(Problem) Rewrite the material below, swapping every occurrence of "marker" for "point" and leaving everything else untouched.

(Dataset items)
────

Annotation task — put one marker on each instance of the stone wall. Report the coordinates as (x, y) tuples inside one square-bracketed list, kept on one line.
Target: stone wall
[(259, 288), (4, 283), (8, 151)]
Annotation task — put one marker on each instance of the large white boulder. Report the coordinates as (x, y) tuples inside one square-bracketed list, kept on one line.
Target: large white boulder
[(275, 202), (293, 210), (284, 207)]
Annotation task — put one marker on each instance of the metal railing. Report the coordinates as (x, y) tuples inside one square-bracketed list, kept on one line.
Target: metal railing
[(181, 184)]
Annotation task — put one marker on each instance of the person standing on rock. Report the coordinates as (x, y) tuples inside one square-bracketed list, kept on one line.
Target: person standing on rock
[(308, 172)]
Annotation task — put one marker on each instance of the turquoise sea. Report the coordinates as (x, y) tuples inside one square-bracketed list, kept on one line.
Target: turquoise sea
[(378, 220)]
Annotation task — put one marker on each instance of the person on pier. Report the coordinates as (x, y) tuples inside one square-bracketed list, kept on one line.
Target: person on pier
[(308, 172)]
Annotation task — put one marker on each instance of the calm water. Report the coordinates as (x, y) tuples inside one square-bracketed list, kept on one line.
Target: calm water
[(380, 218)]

────

(Task answer)
Annotation task — put one point on each instance of the stone wall. Report the coordinates as (x, y) tuples inside one square-bracketed list, kept on one line.
Target: stone wall
[(259, 288), (4, 283), (8, 151)]
Annotation task — put one point on each instance of the large white boulder. Report the coordinates as (x, y) tuples inside one square-bracketed list, kept on one line.
Target: large white boulder
[(275, 202), (293, 210), (284, 207)]
Annotation task — put one point on each instance of the metal railing. Report the coordinates as (x, y) tuples inside one square-bracketed list, kept on one line.
Target: metal railing
[(181, 184)]
Annotation task — put one point on each instance of the person standing on rock. Report the coordinates as (x, y) tuples inside one square-bracketed list, kept on one line.
Target: person standing on rock
[(308, 172)]
Annotation task — put one point on each instance of the turquoise sea. Report the coordinates as (x, y) tuples inside one square-bracketed list, kept on one line.
Target: turquoise sea
[(378, 220)]
Annotation task — put one point on each instance of the person on pier. Report the coordinates as (x, y) tuples inside one square-bracketed list, kept on one line.
Target: person on pier
[(308, 172)]
Annotation task — put one point on each instance of the calm water. Report the coordinates as (x, y) tuples inside one square-bracketed list, kept on one line.
Target: calm water
[(380, 218)]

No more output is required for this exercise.